Text:
--

Here's a real-world issue I ran into with this. In this case, it isn't that someone filtered /24s, but that they didn't have a full table (peering routes only plus a default). This resulted in them following the less specific route for traffic destined for the /24.
A customer of mine was advertising only a /20 to me and then only a more specific /24 was advertised from a remote site of theirs to a different ISP. The customer did have a connection between their two sites, so in theory it was OK if the traffic arrived on their "wrong" link, except that the customer strongly didn't want this to happen, thus the inconsistent routes.
This customer found that the remote /24 was unable to access a large CDN provider. This CDN told them that a traceroute to the /24 went to my network (we peered at an exchange) and was then dropped.
This seemed odd at first, as I confirmed I was not advertising the /24 to them so why were they routing it to me? It turned out that the CDN provider was running a peer-routes-only network with a default to their transit. This meant that they saw the /20 from their peer (me) but never saw the /24, since they carried no transit routes. This resulted in them routing the entire /20 to me.
My peering router was not willing to route traffic from a peering exchange towards transit I had to pay for, so it was dropped.
The customer's split advertisements didn't seem particularly unreasonable or invalid, though perhaps they were not the preferred setup. It wasn't unreasonable for me to not route from a peering exchange to transit. It wasn't unreasonable of the CDN to have a peering-and-default routing table. But, those three things together were not compatible.
I called the customer and presented them with my findings and some potential options to consider, and consistent advertisements was one of those options. The customer strongly wanted incoming traffic to arrive directly to the correct location so he didn't want to do that. I suggested a possible compromise was for him to advertise both the /24 and /20 to me, but use communities so that I never advertised his /24 to any upstreams or peering exchanges. That way, if traffic for the /24 accidentally hit my network like we were running into, I would route it to him and he could pass it to the correct site. It meant that a little traffic would arrive at the wrong site in his network and have to pass over his back-end link, but at least it would be fairly limited. He didn't like this either. He didn't want to split the /20 advertisement up to no longer cover the /24 either, I think just because "I shouldn't have to do that!"

--

[Rows from an object-pointing dataset]
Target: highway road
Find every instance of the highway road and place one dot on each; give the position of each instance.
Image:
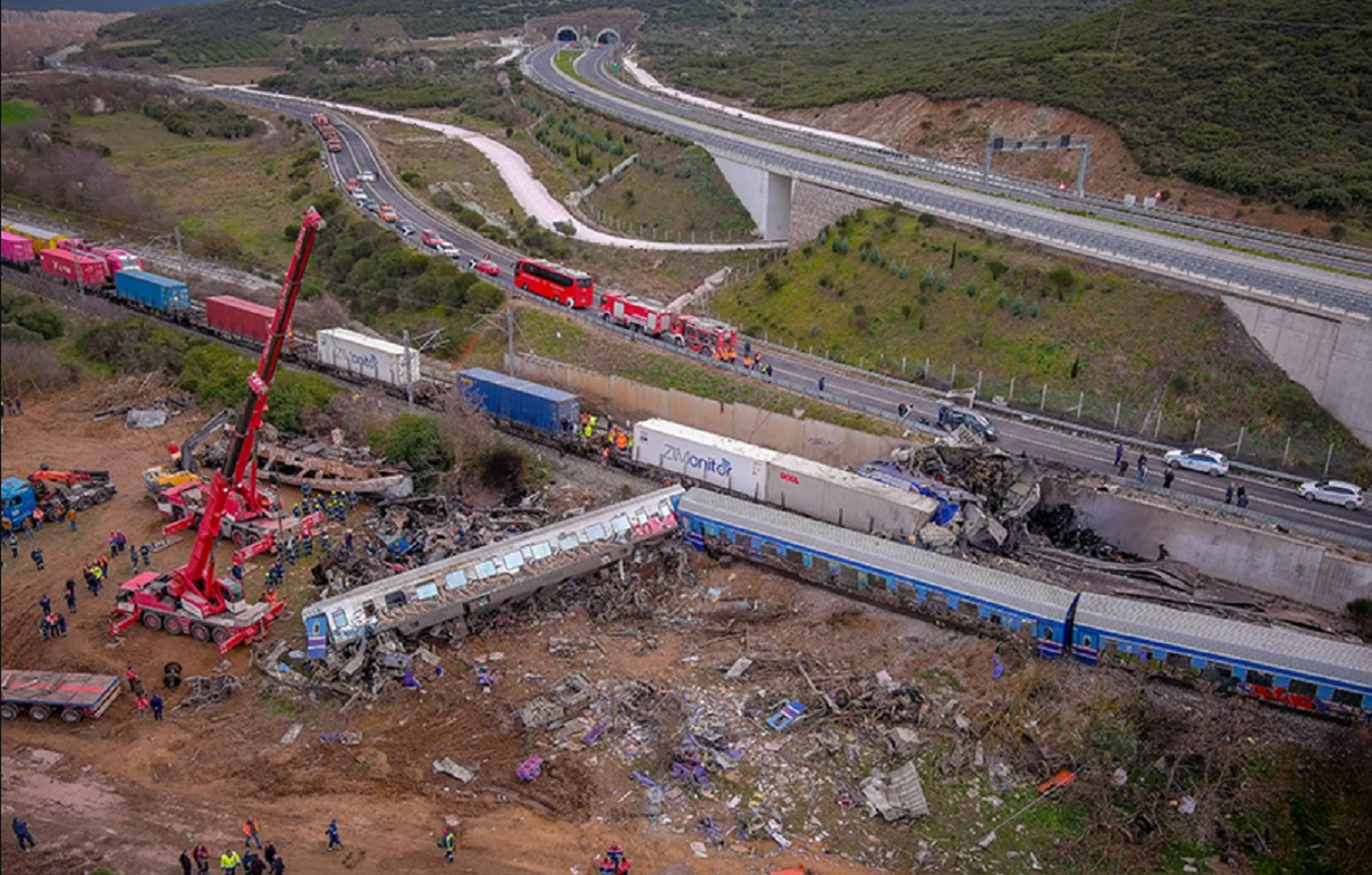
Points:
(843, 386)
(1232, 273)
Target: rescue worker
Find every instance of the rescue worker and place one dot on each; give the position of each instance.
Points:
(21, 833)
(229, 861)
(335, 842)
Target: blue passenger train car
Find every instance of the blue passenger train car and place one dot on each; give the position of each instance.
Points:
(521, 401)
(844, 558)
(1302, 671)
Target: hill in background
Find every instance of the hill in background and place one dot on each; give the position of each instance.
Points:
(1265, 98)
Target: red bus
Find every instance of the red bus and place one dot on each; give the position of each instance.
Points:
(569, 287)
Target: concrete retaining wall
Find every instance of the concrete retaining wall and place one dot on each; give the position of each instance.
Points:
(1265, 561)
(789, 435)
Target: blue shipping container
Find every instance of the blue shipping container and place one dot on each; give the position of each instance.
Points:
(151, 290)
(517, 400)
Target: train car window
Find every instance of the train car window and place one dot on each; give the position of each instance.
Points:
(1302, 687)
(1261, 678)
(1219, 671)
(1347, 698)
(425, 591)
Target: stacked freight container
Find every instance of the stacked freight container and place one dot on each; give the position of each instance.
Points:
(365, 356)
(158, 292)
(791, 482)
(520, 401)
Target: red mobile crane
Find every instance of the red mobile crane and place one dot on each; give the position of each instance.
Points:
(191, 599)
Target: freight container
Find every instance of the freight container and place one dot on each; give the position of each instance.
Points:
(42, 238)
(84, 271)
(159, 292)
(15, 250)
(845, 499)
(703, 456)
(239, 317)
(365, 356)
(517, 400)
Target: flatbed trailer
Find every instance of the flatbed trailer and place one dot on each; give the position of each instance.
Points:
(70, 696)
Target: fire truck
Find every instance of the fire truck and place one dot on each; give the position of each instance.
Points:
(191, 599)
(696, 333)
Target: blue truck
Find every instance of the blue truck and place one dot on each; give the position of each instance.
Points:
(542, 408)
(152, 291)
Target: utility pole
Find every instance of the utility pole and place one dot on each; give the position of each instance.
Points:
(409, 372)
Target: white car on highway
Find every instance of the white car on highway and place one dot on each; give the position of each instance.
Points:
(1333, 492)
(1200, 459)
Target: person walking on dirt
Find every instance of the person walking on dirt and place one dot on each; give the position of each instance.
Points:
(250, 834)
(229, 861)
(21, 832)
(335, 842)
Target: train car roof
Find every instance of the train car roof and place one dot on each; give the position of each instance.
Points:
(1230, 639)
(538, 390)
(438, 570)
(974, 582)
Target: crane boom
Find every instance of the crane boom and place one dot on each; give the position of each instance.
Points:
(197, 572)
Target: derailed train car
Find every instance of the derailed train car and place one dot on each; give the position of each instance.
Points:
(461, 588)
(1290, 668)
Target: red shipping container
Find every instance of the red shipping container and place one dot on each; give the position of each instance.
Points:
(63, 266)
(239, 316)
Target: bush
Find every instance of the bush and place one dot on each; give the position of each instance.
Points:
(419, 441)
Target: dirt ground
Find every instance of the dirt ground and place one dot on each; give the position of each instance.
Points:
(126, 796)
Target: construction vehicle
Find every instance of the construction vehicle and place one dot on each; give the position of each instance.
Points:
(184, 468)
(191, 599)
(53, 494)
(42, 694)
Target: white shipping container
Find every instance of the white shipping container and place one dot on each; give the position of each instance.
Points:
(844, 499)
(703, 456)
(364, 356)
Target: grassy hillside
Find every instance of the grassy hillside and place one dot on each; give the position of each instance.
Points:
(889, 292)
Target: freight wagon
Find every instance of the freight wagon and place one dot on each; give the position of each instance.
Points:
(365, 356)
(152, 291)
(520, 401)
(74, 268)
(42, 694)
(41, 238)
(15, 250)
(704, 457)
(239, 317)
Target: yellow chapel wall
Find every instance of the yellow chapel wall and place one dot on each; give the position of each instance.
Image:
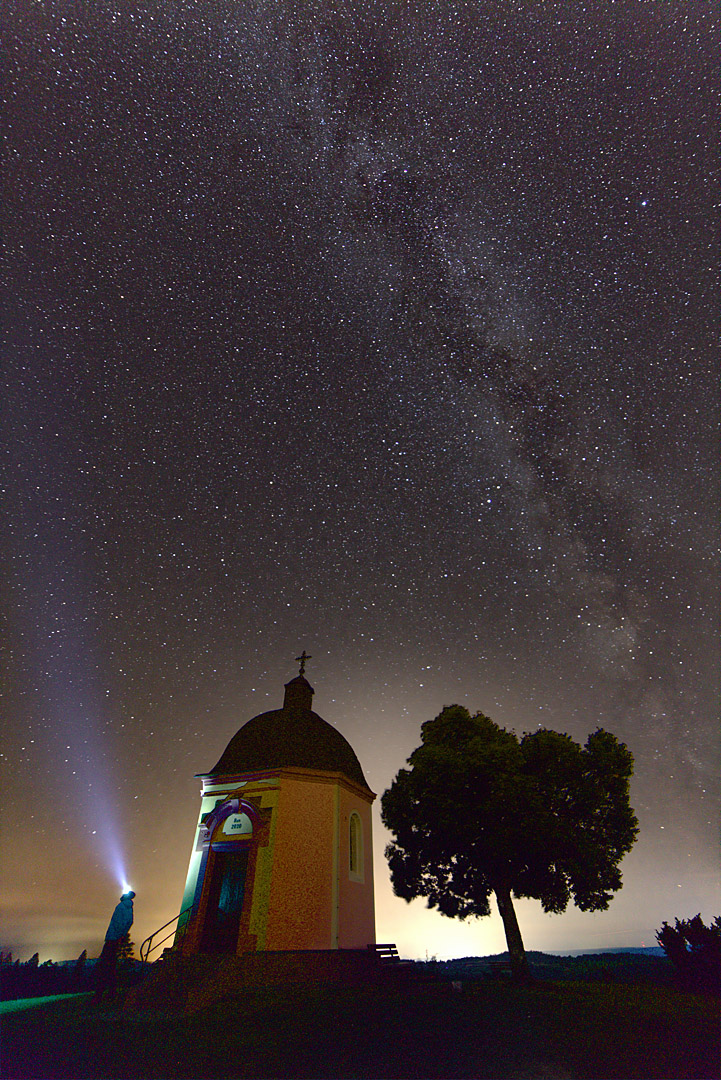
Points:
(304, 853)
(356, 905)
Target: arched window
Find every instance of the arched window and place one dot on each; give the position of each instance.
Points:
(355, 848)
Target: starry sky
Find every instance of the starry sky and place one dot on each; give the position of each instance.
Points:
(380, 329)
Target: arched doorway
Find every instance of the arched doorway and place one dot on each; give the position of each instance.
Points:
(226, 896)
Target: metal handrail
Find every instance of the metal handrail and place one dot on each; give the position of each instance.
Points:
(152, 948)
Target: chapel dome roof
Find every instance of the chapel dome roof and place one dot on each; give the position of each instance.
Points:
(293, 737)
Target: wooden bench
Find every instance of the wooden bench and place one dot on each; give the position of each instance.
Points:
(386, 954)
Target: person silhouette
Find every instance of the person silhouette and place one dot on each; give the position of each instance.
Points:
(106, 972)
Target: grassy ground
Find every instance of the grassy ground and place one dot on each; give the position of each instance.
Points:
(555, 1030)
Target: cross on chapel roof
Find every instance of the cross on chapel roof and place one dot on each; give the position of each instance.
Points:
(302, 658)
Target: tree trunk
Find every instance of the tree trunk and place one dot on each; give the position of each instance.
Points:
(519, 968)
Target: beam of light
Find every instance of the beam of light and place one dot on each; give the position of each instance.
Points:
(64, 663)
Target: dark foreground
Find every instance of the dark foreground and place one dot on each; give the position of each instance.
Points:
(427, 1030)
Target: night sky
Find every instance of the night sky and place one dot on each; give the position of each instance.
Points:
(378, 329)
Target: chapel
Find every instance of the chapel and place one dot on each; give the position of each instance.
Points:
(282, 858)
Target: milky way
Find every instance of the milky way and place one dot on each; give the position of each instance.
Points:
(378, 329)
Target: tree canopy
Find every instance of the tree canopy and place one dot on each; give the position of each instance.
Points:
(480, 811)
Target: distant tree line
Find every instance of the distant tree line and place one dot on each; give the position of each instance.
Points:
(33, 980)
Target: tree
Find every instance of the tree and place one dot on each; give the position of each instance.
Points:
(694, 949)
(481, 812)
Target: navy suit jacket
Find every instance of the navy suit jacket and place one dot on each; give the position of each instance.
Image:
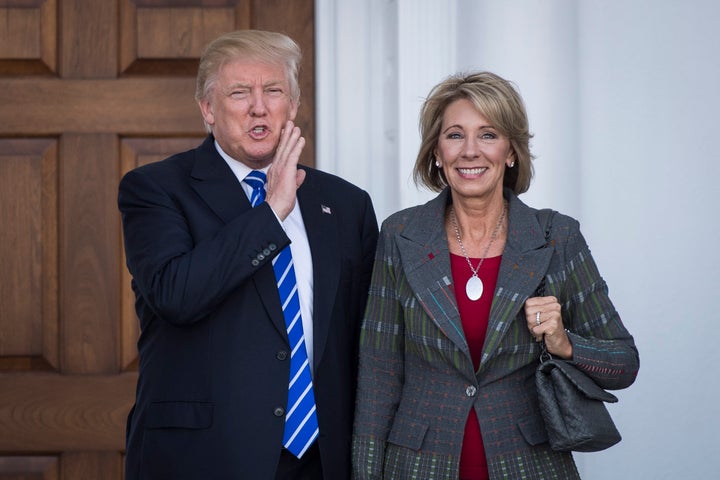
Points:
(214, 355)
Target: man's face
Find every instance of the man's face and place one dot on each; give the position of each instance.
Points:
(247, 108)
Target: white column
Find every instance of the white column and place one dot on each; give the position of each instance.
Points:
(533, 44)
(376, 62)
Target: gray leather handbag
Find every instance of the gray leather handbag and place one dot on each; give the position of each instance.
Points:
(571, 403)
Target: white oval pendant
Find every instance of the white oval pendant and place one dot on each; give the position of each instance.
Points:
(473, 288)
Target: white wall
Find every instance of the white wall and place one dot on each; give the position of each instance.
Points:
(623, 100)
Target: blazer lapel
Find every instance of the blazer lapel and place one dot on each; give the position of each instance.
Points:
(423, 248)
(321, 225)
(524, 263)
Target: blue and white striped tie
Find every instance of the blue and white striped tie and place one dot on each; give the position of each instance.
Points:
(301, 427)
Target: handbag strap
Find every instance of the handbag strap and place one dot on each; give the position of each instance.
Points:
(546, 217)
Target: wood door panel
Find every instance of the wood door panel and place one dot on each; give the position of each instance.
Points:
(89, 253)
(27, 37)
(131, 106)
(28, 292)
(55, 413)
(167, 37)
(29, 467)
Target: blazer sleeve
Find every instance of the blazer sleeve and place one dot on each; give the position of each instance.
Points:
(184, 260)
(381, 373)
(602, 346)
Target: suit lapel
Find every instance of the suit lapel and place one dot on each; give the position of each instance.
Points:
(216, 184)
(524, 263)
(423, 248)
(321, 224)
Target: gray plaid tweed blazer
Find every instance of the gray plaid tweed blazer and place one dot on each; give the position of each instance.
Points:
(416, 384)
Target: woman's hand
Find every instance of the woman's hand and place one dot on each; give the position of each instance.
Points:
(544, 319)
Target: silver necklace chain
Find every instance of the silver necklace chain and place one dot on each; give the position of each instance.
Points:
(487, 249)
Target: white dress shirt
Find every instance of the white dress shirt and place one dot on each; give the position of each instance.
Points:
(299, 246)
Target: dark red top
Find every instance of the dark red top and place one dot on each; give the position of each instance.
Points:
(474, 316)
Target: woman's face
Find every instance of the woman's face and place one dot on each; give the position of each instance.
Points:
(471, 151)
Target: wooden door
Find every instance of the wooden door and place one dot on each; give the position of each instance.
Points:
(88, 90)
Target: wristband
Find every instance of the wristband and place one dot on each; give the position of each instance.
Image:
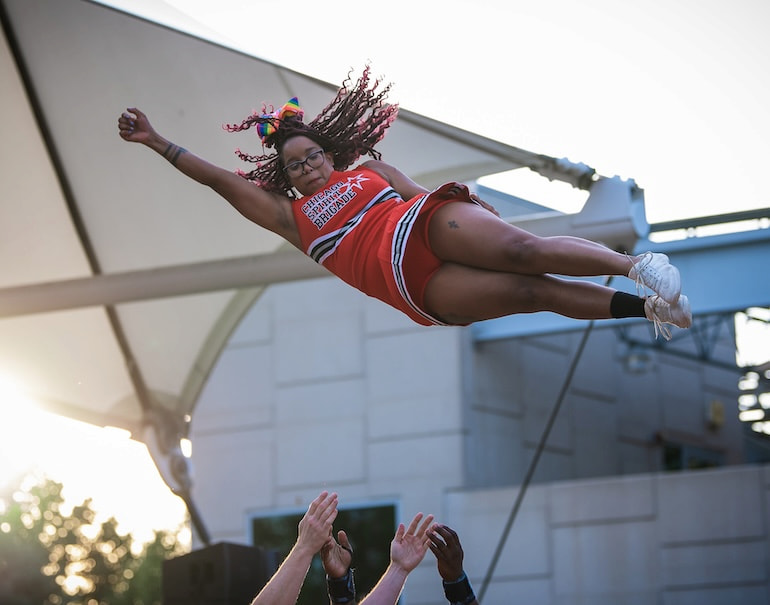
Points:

--

Exercise task 1: Shorten the paragraph of the routing account above that begins "This seemed odd at first," keeping its main facts.
Exercise task 2: Print the part of the routing account above starting with "This customer found" and going on through "was then dropped.".

Solution 1: The writer had confirmed the /24 was not being advertised to the CDN, yet the CDN was routing it there. The reason was that the CDN ran a peer-routes-only network with a default to its transit. It saw the /20 from its peer, the writer, but never the /24, because it carried no transit routes. As a result, it routed the entire /20 to the writer.

Solution 2:
This customer found that the remote /24 was unable to access a large CDN provider. This CDN told them that a traceroute to the /24 went to my network (we peered at an exchange) and was then dropped.